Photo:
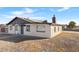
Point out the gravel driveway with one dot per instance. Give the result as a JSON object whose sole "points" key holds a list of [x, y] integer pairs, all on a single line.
{"points": [[65, 42]]}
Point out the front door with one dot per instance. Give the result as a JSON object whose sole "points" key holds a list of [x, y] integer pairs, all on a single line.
{"points": [[22, 29]]}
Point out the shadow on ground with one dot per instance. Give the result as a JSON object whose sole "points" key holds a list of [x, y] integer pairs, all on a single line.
{"points": [[18, 38]]}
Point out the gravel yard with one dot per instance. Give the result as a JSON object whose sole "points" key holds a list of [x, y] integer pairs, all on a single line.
{"points": [[66, 41]]}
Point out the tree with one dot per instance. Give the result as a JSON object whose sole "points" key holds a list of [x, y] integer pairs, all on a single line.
{"points": [[72, 24]]}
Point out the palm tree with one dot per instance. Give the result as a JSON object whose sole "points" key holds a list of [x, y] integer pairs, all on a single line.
{"points": [[72, 24]]}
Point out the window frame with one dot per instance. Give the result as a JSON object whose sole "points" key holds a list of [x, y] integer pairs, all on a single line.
{"points": [[54, 29], [37, 30]]}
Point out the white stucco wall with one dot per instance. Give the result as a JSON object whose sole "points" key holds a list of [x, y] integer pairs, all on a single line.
{"points": [[13, 30], [33, 31], [57, 32]]}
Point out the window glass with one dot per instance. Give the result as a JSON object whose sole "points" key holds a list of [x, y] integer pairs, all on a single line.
{"points": [[10, 27], [40, 28], [16, 27], [27, 27]]}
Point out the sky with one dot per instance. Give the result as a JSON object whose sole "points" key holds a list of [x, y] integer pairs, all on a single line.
{"points": [[63, 14]]}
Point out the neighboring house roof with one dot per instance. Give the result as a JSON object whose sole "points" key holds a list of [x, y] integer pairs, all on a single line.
{"points": [[33, 21]]}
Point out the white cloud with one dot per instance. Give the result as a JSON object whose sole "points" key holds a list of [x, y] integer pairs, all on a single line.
{"points": [[22, 12], [28, 10], [63, 9], [17, 12]]}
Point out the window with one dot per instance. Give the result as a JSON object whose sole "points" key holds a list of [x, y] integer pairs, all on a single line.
{"points": [[27, 27], [10, 27], [16, 27], [54, 29], [40, 28]]}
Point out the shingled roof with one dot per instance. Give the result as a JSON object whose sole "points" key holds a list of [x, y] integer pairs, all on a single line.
{"points": [[31, 21]]}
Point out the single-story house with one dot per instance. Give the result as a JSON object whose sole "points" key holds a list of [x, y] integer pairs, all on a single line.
{"points": [[3, 28], [31, 27]]}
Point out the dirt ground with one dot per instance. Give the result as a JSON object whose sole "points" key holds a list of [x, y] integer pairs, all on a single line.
{"points": [[64, 42]]}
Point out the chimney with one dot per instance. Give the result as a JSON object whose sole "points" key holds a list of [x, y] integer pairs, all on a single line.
{"points": [[54, 19]]}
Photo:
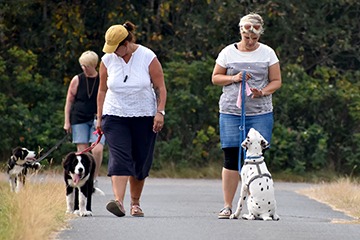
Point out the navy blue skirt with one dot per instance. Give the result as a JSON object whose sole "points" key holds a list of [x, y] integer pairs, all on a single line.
{"points": [[131, 142]]}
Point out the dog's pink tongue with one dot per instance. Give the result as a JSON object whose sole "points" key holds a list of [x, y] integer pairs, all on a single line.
{"points": [[76, 178]]}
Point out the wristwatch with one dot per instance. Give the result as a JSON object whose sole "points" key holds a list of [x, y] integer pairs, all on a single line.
{"points": [[162, 112]]}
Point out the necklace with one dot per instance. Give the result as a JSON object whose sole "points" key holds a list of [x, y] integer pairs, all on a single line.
{"points": [[127, 76], [93, 87]]}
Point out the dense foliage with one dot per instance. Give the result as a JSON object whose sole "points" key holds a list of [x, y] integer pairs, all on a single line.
{"points": [[316, 110]]}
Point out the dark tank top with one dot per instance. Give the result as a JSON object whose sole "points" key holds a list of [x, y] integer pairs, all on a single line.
{"points": [[84, 107]]}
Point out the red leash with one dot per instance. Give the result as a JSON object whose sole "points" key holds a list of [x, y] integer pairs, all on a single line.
{"points": [[92, 145]]}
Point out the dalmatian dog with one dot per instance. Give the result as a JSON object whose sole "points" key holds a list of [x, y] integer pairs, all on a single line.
{"points": [[256, 181]]}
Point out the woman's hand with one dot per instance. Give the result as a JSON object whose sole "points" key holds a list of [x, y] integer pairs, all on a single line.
{"points": [[256, 93], [158, 122]]}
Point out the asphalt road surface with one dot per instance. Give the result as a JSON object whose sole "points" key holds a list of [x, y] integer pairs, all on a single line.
{"points": [[187, 209]]}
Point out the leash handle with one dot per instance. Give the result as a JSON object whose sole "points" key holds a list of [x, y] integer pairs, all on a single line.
{"points": [[53, 148], [242, 129], [88, 149]]}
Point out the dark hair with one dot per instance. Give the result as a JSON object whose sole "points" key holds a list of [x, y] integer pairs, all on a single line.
{"points": [[131, 28]]}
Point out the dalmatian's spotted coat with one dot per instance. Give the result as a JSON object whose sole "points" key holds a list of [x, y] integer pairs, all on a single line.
{"points": [[256, 181]]}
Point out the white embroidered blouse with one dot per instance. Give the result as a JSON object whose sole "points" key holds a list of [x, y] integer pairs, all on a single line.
{"points": [[130, 90]]}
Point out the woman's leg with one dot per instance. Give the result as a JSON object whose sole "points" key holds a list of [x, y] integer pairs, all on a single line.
{"points": [[230, 181], [136, 187]]}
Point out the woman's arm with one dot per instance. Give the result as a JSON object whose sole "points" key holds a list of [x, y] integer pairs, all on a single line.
{"points": [[101, 93], [157, 78], [70, 98]]}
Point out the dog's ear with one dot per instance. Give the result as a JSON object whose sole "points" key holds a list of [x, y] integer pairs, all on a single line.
{"points": [[264, 144], [67, 159], [245, 143]]}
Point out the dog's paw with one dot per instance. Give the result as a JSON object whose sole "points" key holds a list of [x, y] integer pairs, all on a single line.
{"points": [[69, 212], [83, 213], [248, 216], [98, 191], [233, 216], [275, 217]]}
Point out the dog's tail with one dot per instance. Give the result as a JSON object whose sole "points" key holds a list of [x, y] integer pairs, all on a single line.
{"points": [[98, 191]]}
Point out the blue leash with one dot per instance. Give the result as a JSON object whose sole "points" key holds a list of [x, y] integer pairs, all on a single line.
{"points": [[242, 125]]}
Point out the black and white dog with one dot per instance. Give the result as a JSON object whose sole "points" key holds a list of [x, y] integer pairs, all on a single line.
{"points": [[79, 172], [256, 181], [20, 161]]}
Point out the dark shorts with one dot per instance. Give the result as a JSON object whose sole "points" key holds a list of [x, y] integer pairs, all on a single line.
{"points": [[230, 134], [131, 142]]}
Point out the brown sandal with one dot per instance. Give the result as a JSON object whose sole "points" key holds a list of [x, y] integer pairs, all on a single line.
{"points": [[116, 208], [136, 211]]}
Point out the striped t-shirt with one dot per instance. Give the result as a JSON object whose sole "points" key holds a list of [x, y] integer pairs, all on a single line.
{"points": [[257, 63]]}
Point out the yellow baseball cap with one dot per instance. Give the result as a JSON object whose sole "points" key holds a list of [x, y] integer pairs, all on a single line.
{"points": [[113, 36]]}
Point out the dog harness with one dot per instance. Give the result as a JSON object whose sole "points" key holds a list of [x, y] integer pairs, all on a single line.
{"points": [[260, 174]]}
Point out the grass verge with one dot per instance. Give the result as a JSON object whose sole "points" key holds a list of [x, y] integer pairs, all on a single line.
{"points": [[341, 195], [35, 213]]}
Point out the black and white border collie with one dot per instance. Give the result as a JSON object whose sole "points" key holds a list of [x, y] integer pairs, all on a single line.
{"points": [[79, 172], [20, 161]]}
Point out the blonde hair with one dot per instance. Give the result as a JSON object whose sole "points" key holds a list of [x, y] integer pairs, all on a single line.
{"points": [[253, 19], [89, 58]]}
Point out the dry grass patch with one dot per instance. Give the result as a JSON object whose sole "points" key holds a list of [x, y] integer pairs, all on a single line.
{"points": [[36, 212], [342, 195]]}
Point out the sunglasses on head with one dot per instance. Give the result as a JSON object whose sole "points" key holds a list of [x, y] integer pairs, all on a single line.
{"points": [[248, 26]]}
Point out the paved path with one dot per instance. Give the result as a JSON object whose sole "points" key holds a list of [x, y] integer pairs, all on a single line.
{"points": [[187, 209]]}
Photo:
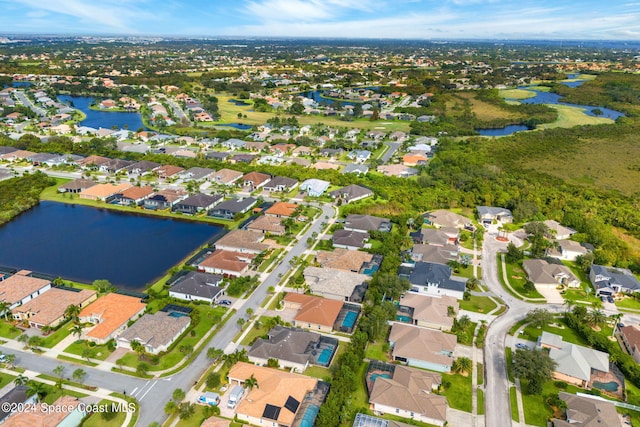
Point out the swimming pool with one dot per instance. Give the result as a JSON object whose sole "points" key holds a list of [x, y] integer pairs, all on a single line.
{"points": [[349, 319]]}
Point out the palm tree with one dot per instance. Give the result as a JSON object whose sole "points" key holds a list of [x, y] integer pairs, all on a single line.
{"points": [[462, 365], [251, 382]]}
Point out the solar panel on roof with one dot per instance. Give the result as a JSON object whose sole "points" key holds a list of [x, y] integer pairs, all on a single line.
{"points": [[292, 404], [272, 412]]}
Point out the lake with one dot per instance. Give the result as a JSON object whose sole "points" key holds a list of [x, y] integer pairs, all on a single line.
{"points": [[103, 119], [84, 244]]}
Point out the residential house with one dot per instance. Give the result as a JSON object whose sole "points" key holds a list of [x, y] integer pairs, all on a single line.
{"points": [[282, 210], [226, 263], [348, 239], [277, 399], [409, 394], [399, 171], [313, 313], [293, 349], [366, 223], [164, 199], [268, 225], [629, 336], [232, 207], [226, 176], [429, 312], [197, 203], [609, 280], [21, 288], [197, 286], [546, 275], [490, 214], [336, 284], [433, 279], [197, 174], [575, 363], [110, 314], [242, 241], [132, 196], [422, 348], [156, 332], [587, 411], [48, 308], [103, 191], [351, 193], [315, 187], [255, 180], [281, 183], [446, 219], [344, 259], [76, 186]]}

---

■ DESCRIPTION OF THE TASK
What needs duplicating is the run of lines from the one containing "Point out the residential" through the last line of the entries above, exact and complete.

■ ANSWER TO THIS PROBLEM
Point out the residential house with one dot per instance. Give the result as a JSON object whose sole "points" key holds a list of [x, y] integer pairs, all on a single line.
{"points": [[282, 210], [226, 263], [348, 239], [277, 399], [409, 394], [399, 171], [313, 313], [293, 349], [366, 223], [164, 199], [268, 225], [629, 336], [232, 207], [226, 176], [429, 312], [197, 203], [609, 280], [21, 288], [197, 286], [546, 275], [490, 214], [336, 284], [433, 279], [197, 174], [575, 363], [110, 314], [242, 241], [132, 196], [422, 348], [156, 332], [587, 411], [48, 308], [103, 191], [351, 193], [315, 187], [255, 180], [281, 183], [446, 219], [344, 259], [76, 186]]}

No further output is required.